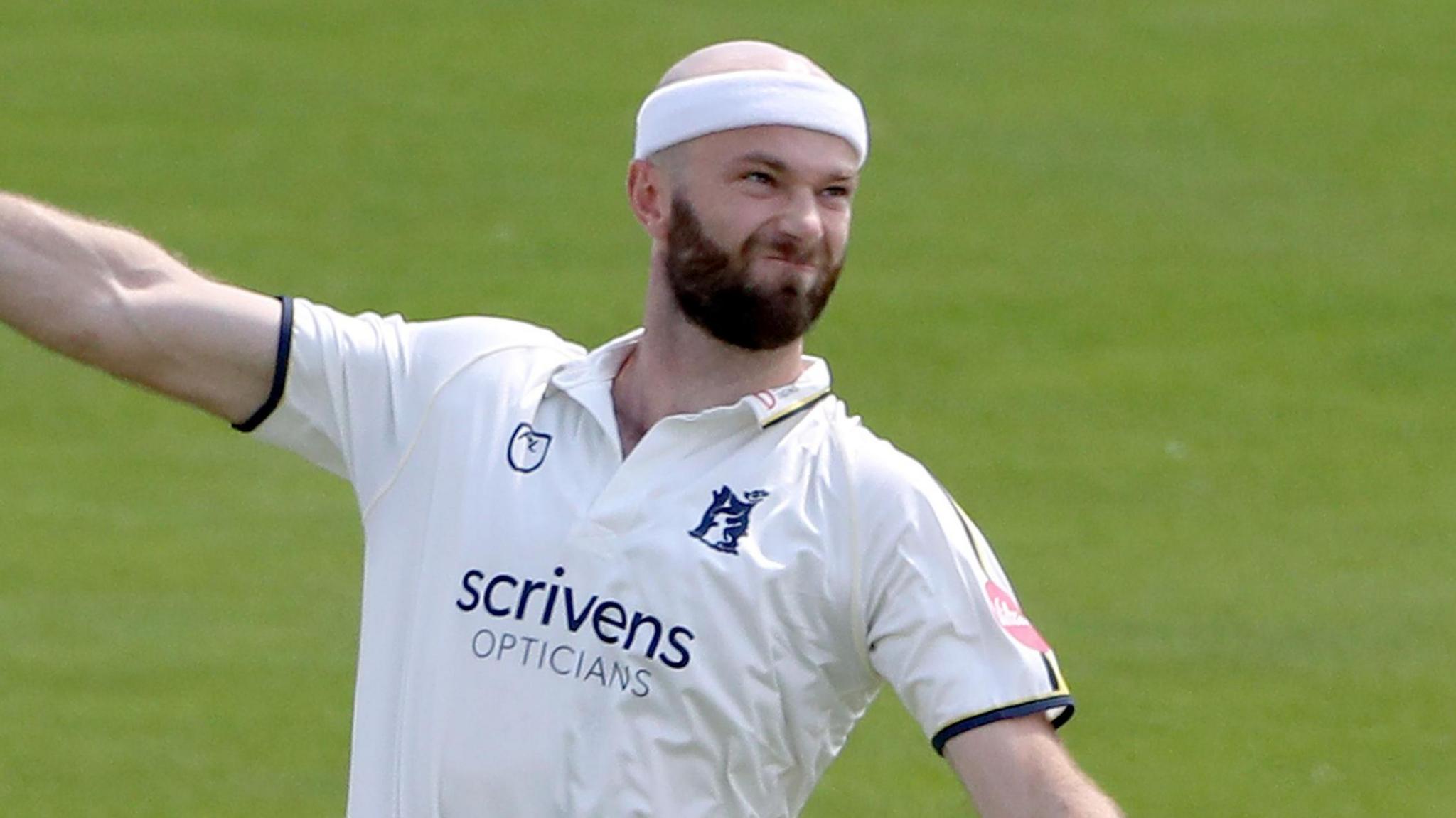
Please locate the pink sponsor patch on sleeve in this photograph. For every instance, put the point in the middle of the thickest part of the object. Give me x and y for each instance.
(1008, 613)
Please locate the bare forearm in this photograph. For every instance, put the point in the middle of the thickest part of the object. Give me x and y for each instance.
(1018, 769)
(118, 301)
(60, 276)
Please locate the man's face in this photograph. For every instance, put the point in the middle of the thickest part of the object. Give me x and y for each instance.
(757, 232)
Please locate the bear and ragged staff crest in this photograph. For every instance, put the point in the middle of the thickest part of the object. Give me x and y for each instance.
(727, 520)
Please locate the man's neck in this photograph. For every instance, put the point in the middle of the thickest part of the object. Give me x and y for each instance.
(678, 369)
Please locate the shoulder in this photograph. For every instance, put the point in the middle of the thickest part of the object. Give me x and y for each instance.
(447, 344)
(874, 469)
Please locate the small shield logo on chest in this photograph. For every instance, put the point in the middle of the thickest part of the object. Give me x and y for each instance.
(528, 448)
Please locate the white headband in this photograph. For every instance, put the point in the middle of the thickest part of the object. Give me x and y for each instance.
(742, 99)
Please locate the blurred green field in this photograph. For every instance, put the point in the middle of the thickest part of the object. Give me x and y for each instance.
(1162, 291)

• **Stated exercise**: Can you render the rows above as a two-column CSV headed "prompt" and "points"? Use one line per row, put each row's text and its answer in separate quoted fields with line breaks turned into spaces, and leave out the pictures.

• **Correct response**:
prompt,points
"Please locate the pink sponsor patch on sleeve in this photograph. For every instance, put the point in the middle of the thickest part of the object. Give me x and y for each instance.","(1008, 613)"
"Please locate the bare forearm in this photograph. For every instance, put the point in the middle of the thickest part of the object. Give me x and y for each instance.","(1018, 769) (118, 301) (60, 276)"
"Please locate the man's face in this photograph. For every instance, put the point in the middle of the thickest part of the object. Give me x and y for each instance.","(757, 232)"
"Please locate the bear and ragged staff crest in this photograph. For every instance, put the point in the middle of the thickest part of the object. Give me x and y for each instance.","(727, 520)"
"Please locate the man's neck in this photograph. For every instance, put the point in the middle of the thickest part of the object. Give me x and y for each instance.","(678, 369)"
"Please locate the shoulder in this photograph. For every instance, put the point in the middle of the thickest part of the object. Give me x and y for each instance.","(447, 344) (874, 469)"
"Please locate the small shield logo on chest in this photograph. For every instance, put the point in the middle of the thickest part of the object. Give me x and y for each instance.","(528, 448)"
"Please locate the white headband in this photograph. For every instance, put the point in the middle of the thickest part of the object. Give me x and y for each instance.","(742, 99)"
"Please locate the blurred green field in this photograph. For every instance, put the point in the middle of the thickest part of the object. Give me x and y for each instance.","(1162, 291)"